▸ **Exercise**
The data below should be restated word for word, with every picture omitted.

▸ **The data**
━━━━━━

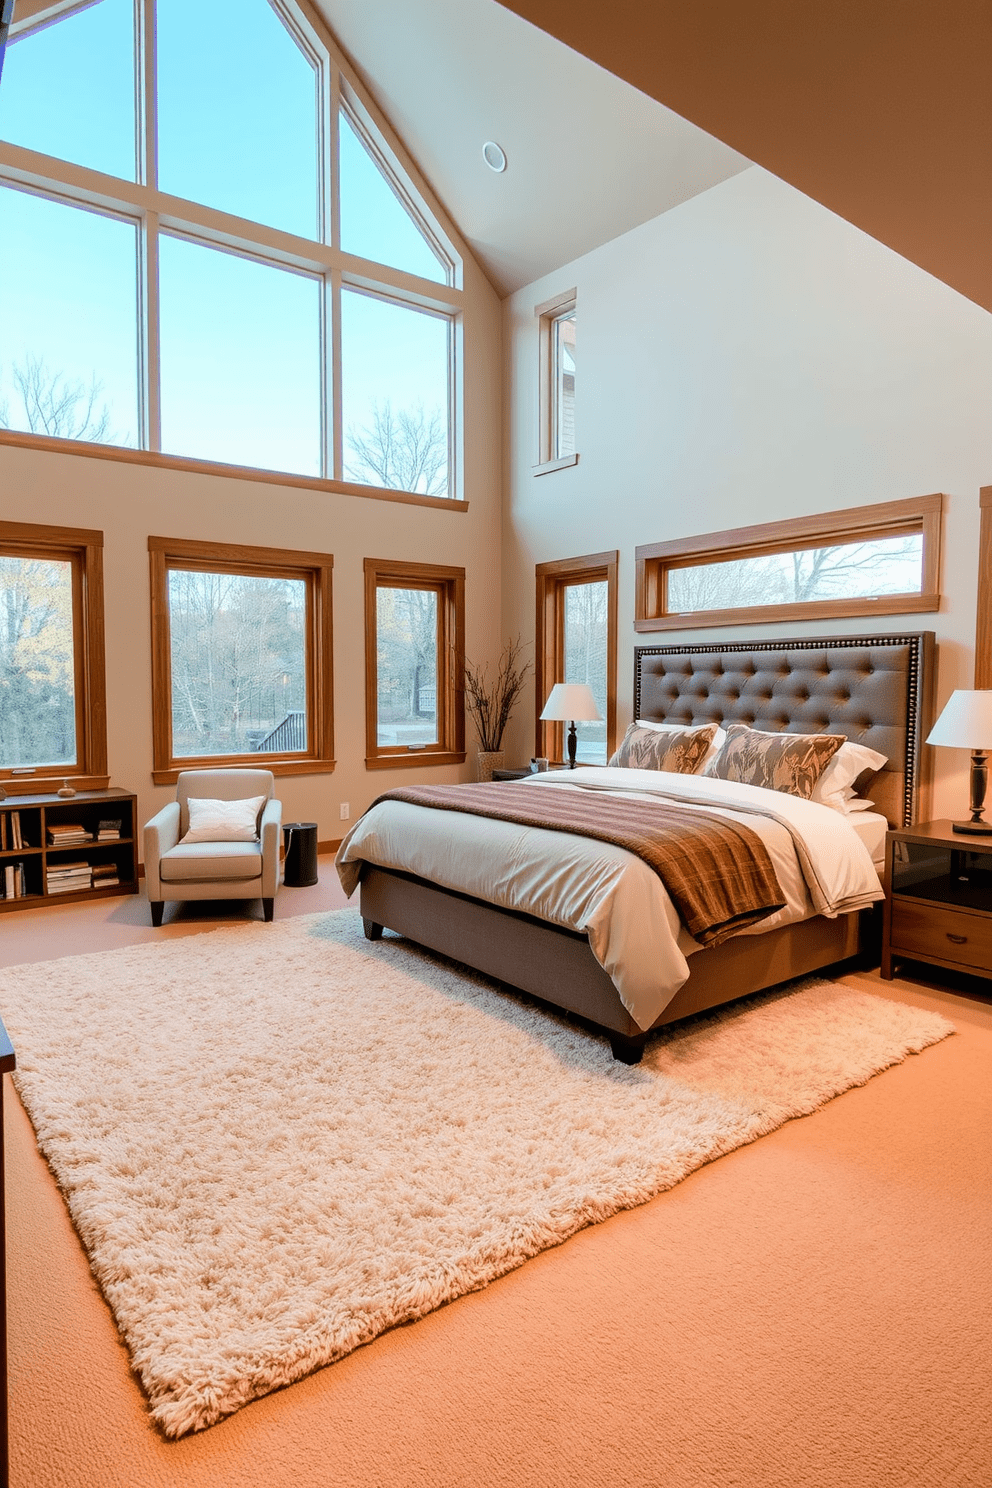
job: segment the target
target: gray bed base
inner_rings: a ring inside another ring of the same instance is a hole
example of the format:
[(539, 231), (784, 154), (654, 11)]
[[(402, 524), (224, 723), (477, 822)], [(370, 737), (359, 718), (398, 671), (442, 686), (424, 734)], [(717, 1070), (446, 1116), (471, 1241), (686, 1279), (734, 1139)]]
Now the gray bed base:
[[(908, 826), (927, 814), (931, 751), (924, 740), (933, 659), (932, 631), (640, 646), (634, 652), (634, 715), (845, 734), (888, 756), (871, 795), (890, 825)], [(651, 1030), (631, 1018), (584, 935), (370, 863), (360, 893), (370, 940), (383, 927), (395, 930), (595, 1024), (609, 1036), (617, 1059), (640, 1059)], [(874, 964), (878, 940), (872, 911), (736, 936), (689, 958), (688, 980), (653, 1026), (851, 958)]]
[[(360, 895), (370, 940), (378, 940), (388, 926), (418, 945), (595, 1024), (624, 1064), (640, 1060), (652, 1030), (645, 1032), (634, 1022), (584, 935), (370, 863), (362, 870)], [(662, 1028), (841, 961), (871, 959), (877, 942), (873, 920), (870, 911), (836, 920), (818, 915), (698, 951), (689, 958), (689, 980), (652, 1027)]]

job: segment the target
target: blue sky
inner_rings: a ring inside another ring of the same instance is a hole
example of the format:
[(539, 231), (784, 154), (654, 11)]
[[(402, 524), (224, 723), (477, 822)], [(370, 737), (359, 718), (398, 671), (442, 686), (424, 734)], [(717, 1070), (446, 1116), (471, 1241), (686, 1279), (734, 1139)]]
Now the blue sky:
[[(159, 181), (299, 236), (317, 235), (317, 75), (267, 0), (158, 0)], [(0, 137), (135, 179), (132, 0), (97, 0), (10, 45)], [(342, 247), (425, 278), (444, 273), (347, 121)], [(137, 443), (134, 227), (0, 187), (0, 400), (23, 422), (12, 364), (102, 384), (119, 442)], [(161, 239), (163, 447), (319, 471), (315, 278)], [(349, 293), (344, 425), (373, 405), (447, 401), (447, 326)]]

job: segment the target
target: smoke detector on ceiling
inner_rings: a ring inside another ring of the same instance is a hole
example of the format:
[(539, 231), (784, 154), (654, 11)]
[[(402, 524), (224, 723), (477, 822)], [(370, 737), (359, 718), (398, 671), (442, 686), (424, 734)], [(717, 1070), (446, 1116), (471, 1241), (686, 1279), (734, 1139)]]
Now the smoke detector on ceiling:
[(506, 170), (506, 152), (495, 140), (486, 140), (482, 147), (482, 158), (490, 170)]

━━━━━━

▸ **Result**
job: segment the target
target: gray bed base
inner_rings: a ring inside another ring of the same instance is a hole
example of the format:
[(539, 231), (784, 154), (654, 11)]
[[(402, 524), (224, 723), (477, 822)], [(370, 737), (359, 718), (398, 671), (442, 686), (424, 734)], [(717, 1070), (446, 1116), (471, 1241), (686, 1279), (734, 1139)]]
Now the gray bed base:
[[(908, 826), (927, 814), (931, 751), (924, 740), (933, 659), (932, 631), (640, 646), (634, 652), (634, 715), (845, 734), (888, 756), (871, 795), (890, 825)], [(651, 1030), (631, 1018), (584, 935), (370, 863), (360, 893), (370, 940), (383, 927), (395, 930), (595, 1024), (609, 1036), (617, 1059), (640, 1059)], [(874, 964), (878, 940), (872, 911), (736, 936), (689, 958), (688, 980), (653, 1026), (851, 958)]]
[[(360, 895), (370, 940), (378, 940), (388, 926), (418, 945), (595, 1024), (624, 1064), (640, 1060), (652, 1030), (645, 1032), (634, 1022), (584, 935), (370, 863), (362, 870)], [(662, 1028), (841, 961), (871, 959), (877, 942), (873, 920), (870, 911), (836, 920), (818, 915), (698, 951), (689, 958), (689, 980), (652, 1027)]]

job: segment the target
target: blue sky
inner_rings: a ring inside another ring of the same instance is a hole
example of the format:
[(539, 231), (784, 154), (654, 11)]
[[(402, 524), (224, 723), (477, 822)], [(370, 737), (359, 718), (398, 671), (442, 686), (424, 734)], [(717, 1070), (446, 1116), (471, 1241), (686, 1279), (734, 1139)]]
Now the blue sky:
[[(159, 181), (299, 236), (317, 235), (317, 75), (267, 0), (158, 0)], [(0, 137), (135, 179), (132, 0), (97, 0), (10, 45)], [(342, 247), (425, 278), (444, 273), (347, 121)], [(137, 443), (134, 227), (0, 187), (0, 400), (23, 422), (12, 364), (102, 384), (119, 442)], [(161, 239), (163, 447), (319, 471), (315, 278)], [(349, 293), (344, 425), (373, 405), (447, 401), (447, 326)]]

job: segment the target
target: smoke detector on ceiling
inner_rings: a ring inside another ring of the same instance is a hole
example of the format:
[(539, 231), (784, 154), (654, 11)]
[[(402, 524), (224, 723), (477, 822)], [(370, 737), (359, 718), (398, 671), (442, 686), (424, 734)], [(717, 1070), (446, 1116), (471, 1241), (686, 1279), (734, 1139)]]
Now the smoke detector on ceiling:
[(506, 170), (506, 152), (495, 140), (486, 140), (482, 147), (482, 158), (490, 170)]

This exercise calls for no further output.